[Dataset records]
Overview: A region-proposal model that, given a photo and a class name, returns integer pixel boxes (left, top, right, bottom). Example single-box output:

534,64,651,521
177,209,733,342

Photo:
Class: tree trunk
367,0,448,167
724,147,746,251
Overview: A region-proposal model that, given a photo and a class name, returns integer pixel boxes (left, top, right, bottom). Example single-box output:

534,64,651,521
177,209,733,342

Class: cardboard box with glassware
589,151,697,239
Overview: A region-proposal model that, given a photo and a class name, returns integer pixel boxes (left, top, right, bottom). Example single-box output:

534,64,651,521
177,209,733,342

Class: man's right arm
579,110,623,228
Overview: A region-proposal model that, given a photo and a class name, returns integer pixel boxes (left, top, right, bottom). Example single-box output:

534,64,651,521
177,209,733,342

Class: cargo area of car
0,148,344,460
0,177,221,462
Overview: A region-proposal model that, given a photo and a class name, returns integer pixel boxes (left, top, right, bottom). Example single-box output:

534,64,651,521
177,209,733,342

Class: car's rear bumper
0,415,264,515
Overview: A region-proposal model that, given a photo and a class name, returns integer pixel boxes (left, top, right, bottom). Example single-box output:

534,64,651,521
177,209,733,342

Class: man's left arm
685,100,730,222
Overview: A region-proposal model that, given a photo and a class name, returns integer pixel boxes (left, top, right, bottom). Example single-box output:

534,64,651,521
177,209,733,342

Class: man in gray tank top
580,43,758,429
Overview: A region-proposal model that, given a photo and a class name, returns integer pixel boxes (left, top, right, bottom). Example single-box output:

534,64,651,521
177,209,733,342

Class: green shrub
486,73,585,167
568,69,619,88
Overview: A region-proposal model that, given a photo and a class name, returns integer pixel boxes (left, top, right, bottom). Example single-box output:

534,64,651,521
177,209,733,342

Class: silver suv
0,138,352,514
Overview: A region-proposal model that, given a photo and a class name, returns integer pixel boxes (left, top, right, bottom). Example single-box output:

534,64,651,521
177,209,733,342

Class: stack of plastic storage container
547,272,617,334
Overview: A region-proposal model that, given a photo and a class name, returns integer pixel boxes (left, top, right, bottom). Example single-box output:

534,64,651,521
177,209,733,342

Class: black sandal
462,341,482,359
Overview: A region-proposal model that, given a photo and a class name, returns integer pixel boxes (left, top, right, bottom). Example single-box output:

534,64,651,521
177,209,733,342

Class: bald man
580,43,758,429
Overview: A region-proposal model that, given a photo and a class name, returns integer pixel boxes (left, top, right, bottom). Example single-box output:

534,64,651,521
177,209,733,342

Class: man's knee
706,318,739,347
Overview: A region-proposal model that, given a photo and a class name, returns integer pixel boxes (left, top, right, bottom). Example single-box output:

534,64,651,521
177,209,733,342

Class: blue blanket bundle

▶ _WHAT THE TASK ASKS_: Rewrite every one of the rows above, replacing "region-proposal model" with "detection model" and leaving everything else unchanged.

▶ _ANSWER TO THIS PROBLEM_:
Overview: A detection model that, given a photo and a class name, returns integer pixel boxes (left, top, right, bottom). Example single-box output:

534,64,651,521
177,209,733,342

Photo:
Class: tree trunk
367,0,448,167
724,147,746,251
Overview: A detection model that, given a photo and a class name, returns integer pixel boxes (left, top, right, bottom). Example single-box output:

534,64,651,521
177,209,733,342

Class: cardboard box with glassware
589,151,697,239
Overview: A detection model that, given a photo and a class name, returns integer pixel boxes (left, top, right, bottom). Example single-box output:

534,64,651,521
177,209,733,342

Class: man's right arm
579,110,623,228
Overview: A detection model that, given a photo and a class name, returns integer pixel boxes (left, top, right, bottom). Example single-box output:

534,64,651,521
177,209,733,342

Class: cargo area of car
0,148,344,460
0,177,221,462
Overview: A detection model that, given a photo and a class name, returns integer pixel boxes (left, top, right, bottom). Example single-box output:

534,64,651,521
177,209,733,342

Class: car's rear bumper
0,415,264,515
Overview: A detection model that, given a photo and a class name, returns integer pixel boxes (left, top, right, bottom). Example single-box output:

534,64,651,521
177,209,733,342

Class: man's left arm
685,100,730,222
Overview: A detection model that, given a photo and a class name, returns integer pixel boxes (left, top, right, bottom). Example single-box output:

534,64,651,521
177,209,733,342

Class: man in gray tank top
580,43,758,429
Overview: A detection model that, given a photo and a class name, returns integer pixel boxes (left, top, right, bottom). Example single-box output:

534,64,651,521
177,209,733,342

Class: green shrub
486,73,585,167
568,69,619,88
Overview: A detection model that, given a photo and a class name, returns integer pixel boxes (left, top, right, bottom). Example single-box output:

534,64,651,521
177,209,733,342

Class: silver suv
0,138,352,514
Overview: A detection model that, given a photo and a class name, returns integer pixel boxes (left, top, right, bottom). Example single-box output:

534,64,651,521
177,209,733,342

Class: stack of plastic storage container
547,272,617,334
Overview: A detection model that, given a photo and a class name, returns integer pixel boxes (left, top, right, bottom). Example single-box output:

534,64,651,521
177,209,733,342

Class: black sandal
462,341,482,359
Overview: A detection model that, given a photo and a class name, returns integer pixel boxes (left, top, right, bottom). Example single-box output:

534,64,651,521
177,209,733,342

Class: bald man
580,43,758,429
Overview: A detection model that, given a photo and a class name, returns integer pixel boxes (left, top, right, bottom). Example single-box output:

534,64,651,521
177,209,733,342

Class: man's knee
706,318,739,347
Overview: A detection model that, given a photo and a class name, returns integer pixel boxes (left, top, right, bottom). Example single-box output:

534,64,651,521
177,209,733,342

Class: blue blanket bundle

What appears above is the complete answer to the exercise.